__Document text__

Venture capitalists like to use the word “traction.” It sounds all glamorous, like an ad showing a Range Rover toughing it out up some impossible incline. But when I hear a company talk about ‘early traction’ in its pitch, I’m always leery of the “First and Worst” effect.

My first customer at my first company was a grandfatherly CIO at a big hospital. Of course I wanted to please him, and was enthusiastic about doing so. But I was also very focused on taking over the world with our software. I told him, “We’ll change anything you want about the product, as long as it’ll be good for all our future [gazillion] customers.”

Of course, The Grandfather wanted lots of one-off customizations that would really only be good for him. I told him that all the time we spent doing custom work for him was going to make us less profitable, and less likely to be able to sell the product to other people. And to survive long enough to do any improvements to the product at all, we needed to be profitable. He seemed to think that made sense, and begrudgingly agreed.

__Complete the following__
[1] Answer these from the passage on early customer traction:
(a) What effect does the writer become wary of on hearing a company mention "early traction"?
(b) What position did the writer's first customer hold, and where?
(c) According to the writer, what did the company need in order to survive long enough to improve the product?
[2] Please write the next few paragraphs of the passage on early customer traction, picking up after its final sentence.

__Excerpted data__
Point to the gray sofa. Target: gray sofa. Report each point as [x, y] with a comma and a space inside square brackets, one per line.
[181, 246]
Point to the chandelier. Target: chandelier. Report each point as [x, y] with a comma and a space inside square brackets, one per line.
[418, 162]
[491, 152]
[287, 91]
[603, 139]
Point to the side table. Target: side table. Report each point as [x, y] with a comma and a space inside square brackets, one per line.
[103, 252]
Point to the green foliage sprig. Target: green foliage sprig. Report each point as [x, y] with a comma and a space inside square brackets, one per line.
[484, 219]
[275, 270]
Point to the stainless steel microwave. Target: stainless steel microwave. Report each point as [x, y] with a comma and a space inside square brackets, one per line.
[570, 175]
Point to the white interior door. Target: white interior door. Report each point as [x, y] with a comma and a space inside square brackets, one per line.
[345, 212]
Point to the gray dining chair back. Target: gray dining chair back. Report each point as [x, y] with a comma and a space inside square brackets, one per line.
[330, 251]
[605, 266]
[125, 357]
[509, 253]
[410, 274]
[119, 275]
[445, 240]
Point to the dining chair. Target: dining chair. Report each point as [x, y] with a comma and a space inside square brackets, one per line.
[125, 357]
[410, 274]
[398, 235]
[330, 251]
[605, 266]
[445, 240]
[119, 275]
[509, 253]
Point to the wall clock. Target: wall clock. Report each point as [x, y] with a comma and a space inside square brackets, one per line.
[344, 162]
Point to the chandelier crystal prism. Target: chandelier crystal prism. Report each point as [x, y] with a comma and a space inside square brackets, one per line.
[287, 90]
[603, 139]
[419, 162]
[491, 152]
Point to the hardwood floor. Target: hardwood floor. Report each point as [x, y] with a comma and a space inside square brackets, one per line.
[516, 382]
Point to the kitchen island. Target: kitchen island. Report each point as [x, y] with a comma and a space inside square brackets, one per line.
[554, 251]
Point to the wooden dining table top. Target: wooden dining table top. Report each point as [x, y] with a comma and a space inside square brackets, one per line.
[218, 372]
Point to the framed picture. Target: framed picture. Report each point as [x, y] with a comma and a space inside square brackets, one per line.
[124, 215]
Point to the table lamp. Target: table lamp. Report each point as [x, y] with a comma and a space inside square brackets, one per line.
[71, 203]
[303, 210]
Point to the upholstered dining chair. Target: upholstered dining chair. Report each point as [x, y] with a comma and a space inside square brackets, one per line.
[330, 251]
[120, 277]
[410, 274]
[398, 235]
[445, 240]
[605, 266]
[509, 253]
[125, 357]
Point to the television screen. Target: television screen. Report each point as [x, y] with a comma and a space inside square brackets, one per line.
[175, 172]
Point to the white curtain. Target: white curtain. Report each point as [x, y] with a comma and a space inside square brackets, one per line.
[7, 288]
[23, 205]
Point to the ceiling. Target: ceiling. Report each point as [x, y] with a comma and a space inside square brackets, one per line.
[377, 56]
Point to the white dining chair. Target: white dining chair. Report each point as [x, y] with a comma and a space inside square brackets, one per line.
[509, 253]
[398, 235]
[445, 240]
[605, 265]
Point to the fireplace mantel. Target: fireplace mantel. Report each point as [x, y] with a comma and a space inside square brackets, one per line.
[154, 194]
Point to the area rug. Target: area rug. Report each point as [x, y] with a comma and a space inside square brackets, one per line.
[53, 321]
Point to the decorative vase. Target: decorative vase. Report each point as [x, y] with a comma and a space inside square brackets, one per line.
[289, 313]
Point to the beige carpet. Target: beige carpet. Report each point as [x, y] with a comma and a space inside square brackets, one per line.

__Numbered responses__
[1]
(a) The "First and Worst" effect.
(b) CIO at a big hospital.
(c) To be profitable.

[2]
In the end this arrangement was a win for both of us. Our product was a home run for his hospital. We got an evangelical reference customer, and his hospital helped make our product better. The precedent we’d set with The Grandfather gave us the courage to refuse other customers who wanted one-off changes. Sure, we could have done this for one or two hospitals, but by the time we got to hospital 300, it would have been a mess.